**WHAT NEEDS TO BE DONE**
Reproduce the material below word for word, line by line, with nothing changed or left out.

[ROWS start]

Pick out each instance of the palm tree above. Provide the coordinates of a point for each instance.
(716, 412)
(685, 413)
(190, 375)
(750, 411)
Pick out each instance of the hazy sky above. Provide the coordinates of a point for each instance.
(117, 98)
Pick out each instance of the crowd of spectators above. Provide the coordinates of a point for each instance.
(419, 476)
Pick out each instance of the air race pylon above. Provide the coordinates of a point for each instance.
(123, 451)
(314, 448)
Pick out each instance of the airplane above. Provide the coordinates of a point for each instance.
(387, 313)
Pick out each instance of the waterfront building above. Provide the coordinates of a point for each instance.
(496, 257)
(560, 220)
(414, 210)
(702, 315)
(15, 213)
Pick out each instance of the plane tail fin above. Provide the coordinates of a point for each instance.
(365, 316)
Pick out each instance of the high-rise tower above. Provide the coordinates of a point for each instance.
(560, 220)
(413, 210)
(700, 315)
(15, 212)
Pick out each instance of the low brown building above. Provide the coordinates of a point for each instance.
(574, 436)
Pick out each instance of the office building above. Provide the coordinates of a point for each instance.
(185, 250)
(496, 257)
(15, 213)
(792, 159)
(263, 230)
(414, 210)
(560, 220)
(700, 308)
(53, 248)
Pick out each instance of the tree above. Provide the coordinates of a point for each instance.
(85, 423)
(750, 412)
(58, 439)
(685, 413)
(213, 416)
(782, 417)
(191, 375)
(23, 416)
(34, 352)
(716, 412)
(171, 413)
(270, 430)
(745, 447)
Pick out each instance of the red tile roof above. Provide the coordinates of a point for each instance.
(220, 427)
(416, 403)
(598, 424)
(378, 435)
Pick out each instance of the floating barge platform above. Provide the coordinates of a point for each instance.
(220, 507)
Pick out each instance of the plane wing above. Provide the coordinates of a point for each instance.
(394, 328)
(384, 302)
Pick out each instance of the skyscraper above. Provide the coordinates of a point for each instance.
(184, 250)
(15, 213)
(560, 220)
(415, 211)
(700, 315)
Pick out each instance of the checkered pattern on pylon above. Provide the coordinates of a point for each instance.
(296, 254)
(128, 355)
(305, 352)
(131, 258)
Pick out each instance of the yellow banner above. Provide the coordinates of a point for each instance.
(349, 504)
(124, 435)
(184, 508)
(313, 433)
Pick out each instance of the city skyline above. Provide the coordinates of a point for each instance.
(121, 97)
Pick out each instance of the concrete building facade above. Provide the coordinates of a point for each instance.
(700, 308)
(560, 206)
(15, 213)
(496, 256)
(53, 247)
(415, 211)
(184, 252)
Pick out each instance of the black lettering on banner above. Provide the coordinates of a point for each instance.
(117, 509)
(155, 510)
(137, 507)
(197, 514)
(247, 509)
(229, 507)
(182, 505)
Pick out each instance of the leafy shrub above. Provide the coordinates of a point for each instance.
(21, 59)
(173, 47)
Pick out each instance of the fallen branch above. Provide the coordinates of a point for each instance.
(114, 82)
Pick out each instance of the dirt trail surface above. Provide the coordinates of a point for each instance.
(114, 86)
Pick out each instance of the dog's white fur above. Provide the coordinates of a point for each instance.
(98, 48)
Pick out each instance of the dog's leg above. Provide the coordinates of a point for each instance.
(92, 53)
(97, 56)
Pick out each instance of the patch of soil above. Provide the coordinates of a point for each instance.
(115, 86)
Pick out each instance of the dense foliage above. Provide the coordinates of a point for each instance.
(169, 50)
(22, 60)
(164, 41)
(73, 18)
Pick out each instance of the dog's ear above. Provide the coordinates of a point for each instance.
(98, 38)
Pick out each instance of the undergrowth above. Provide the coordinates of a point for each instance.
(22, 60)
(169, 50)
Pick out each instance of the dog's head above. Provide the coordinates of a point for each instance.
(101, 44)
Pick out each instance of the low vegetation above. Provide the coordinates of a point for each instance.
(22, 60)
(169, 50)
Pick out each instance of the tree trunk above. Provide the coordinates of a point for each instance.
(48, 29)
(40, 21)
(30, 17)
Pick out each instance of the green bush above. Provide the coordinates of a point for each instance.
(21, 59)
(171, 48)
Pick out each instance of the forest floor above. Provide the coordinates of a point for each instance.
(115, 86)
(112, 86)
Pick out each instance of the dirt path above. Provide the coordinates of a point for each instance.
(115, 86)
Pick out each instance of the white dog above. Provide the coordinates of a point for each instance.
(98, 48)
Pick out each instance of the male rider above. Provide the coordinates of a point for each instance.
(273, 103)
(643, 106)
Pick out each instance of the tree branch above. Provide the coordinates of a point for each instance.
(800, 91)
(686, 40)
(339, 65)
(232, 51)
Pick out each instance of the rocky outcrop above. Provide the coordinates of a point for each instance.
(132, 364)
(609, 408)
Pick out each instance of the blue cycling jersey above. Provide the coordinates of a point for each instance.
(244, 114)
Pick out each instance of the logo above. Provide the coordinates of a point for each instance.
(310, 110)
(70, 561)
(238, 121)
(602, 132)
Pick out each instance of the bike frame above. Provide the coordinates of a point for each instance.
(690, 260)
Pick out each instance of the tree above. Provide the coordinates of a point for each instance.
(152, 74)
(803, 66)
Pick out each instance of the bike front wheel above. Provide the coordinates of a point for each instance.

[ROWS end]

**ANSWER TO THE EXERCISE**
Pick out each instance of the palm tree above. Provide the coordinates of a point for each instance.
(716, 412)
(685, 413)
(190, 375)
(750, 411)
Pick out each instance of the hazy sky above. Provide the coordinates of a point for each instance.
(117, 98)
Pick out each instance of the crowd of spectators above. Provide the coordinates of a point for each instance.
(419, 476)
Pick out each instance of the air race pylon above. Provide the coordinates of a point for each instance.
(123, 451)
(314, 448)
Pick out each instance of the airplane above. Provide the coordinates of a point for each instance.
(387, 313)
Pick out each instance of the waterfront building above. Provide the coordinates of a point for each instance.
(496, 257)
(560, 220)
(414, 210)
(702, 315)
(15, 213)
Pick out each instance of the plane tail fin above. Provide the coordinates of a point for each instance.
(365, 316)
Pick out each instance of the high-rise tower above. Provide the coordinates of a point for each instance.
(560, 220)
(413, 210)
(700, 315)
(15, 212)
Pick out each instance of the low brown building above. Provide the coordinates of a point for each instance.
(574, 436)
Pick out each instance of the office building above. Provide the coordinates of a point for each instance.
(185, 250)
(496, 257)
(15, 213)
(792, 159)
(263, 230)
(414, 210)
(560, 220)
(700, 308)
(53, 248)
Pick out each instance of the tree above. Provide the coordinates of a point for each instance.
(85, 423)
(750, 412)
(58, 439)
(685, 413)
(213, 416)
(782, 417)
(191, 375)
(23, 416)
(34, 352)
(716, 412)
(171, 413)
(270, 430)
(745, 447)
Pick out each instance of the red tile roof above. Provide the coordinates of a point for each instance.
(220, 427)
(416, 403)
(598, 424)
(378, 435)
Pick out each instance of the floating barge platform above. Provide the coordinates of a point for each instance.
(220, 507)
Pick out each instance of the plane wing above. Provide the coordinates of a point for each instance.
(394, 328)
(384, 302)
Pick out each instance of the skyscraper above. Provide the coordinates of a point for each instance.
(184, 250)
(15, 213)
(560, 220)
(415, 211)
(700, 315)
Pick out each instance of the checkered pattern on pylon above. Provide the coordinates of a point for each instance.
(296, 254)
(128, 355)
(305, 352)
(131, 258)
Pick out each instance of the yellow banner above. Provide the coordinates of a point for each instance.
(349, 504)
(124, 435)
(184, 508)
(313, 433)
Pick out each instance of the city skyline above. Provide the coordinates of a point for each instance.
(121, 97)
Pick out each instance of the concrete building facade above. Provide the coordinates of a point for each instance.
(700, 308)
(560, 206)
(15, 213)
(496, 256)
(53, 247)
(415, 211)
(184, 252)
Pick out each instance of the black lettering on banner above. Provide the coordinates of a point for each instance.
(117, 509)
(155, 510)
(137, 507)
(197, 514)
(247, 509)
(229, 507)
(182, 505)
Pick out each instance of the leafy shrub above. Provide the coordinates of a point for each instance.
(21, 59)
(173, 47)
Pick out each instance of the fallen branch above. Provide the coordinates of a point for each instance.
(114, 82)
Pick out each instance of the dirt trail surface above. Provide the coordinates of a point for each instance.
(114, 86)
Pick out each instance of the dog's white fur above. Provide the coordinates of a point for each instance.
(98, 48)
Pick out each instance of the dog's leg above. Provide the coordinates of a point for each instance.
(92, 53)
(97, 56)
Pick out each instance of the patch of soil above. Provide the coordinates of a point for each instance.
(115, 86)
Pick out each instance of the dense foliage above. Provide the coordinates of a point for each instance.
(169, 50)
(22, 60)
(164, 41)
(73, 18)
Pick out each instance of the dog's ear above. Provide the coordinates of a point for each instance.
(98, 38)
Pick out each instance of the undergrowth above. Provide the coordinates of a point for each instance.
(22, 60)
(169, 50)
Pick out each instance of the dog's head above. Provide the coordinates of a point for each instance.
(101, 44)
Pick out each instance of the low vegetation above. Provide the coordinates of a point for each instance.
(22, 60)
(169, 50)
Pick out each instance of the tree trunk above. Provide the coordinates of a point for each instance.
(48, 29)
(40, 21)
(30, 17)
Pick out each instance of the green bush above. Provide the coordinates of a point for each instance.
(21, 59)
(171, 48)
Pick out each instance of the forest floor above. Provide the coordinates of a point for each instance.
(115, 86)
(112, 86)
Pick out each instance of the dirt path above. Provide the coordinates of a point for each instance.
(115, 86)
Pick out each instance of the white dog above. Provide the coordinates of a point for each instance.
(98, 48)
Pick out each instance of the male rider above. Provide the coordinates of a point for each instance.
(273, 103)
(643, 106)
Pick out each instance of the tree branch above. Provide the coordinates of a point for each instance.
(800, 91)
(686, 40)
(339, 65)
(232, 51)
Pick out each instance of the rocky outcrop above. Provide the coordinates of a point for each instance.
(132, 364)
(609, 408)
Pick out each instance of the blue cycling jersey above. Provide the coordinates of a point for each instance.
(244, 114)
Pick out each instance of the logo above. Provide the coordinates of a point for each instance.
(310, 110)
(70, 561)
(238, 121)
(602, 132)
Pick out each instance of the bike frame above. Provide the coordinates of a point for each instance.
(690, 260)
Pick out each instance of the tree above. Provide the coordinates of a point for each instance.
(152, 74)
(803, 66)
Pick out each instance of the bike front wheel above. Provide the coordinates of a point for each instance.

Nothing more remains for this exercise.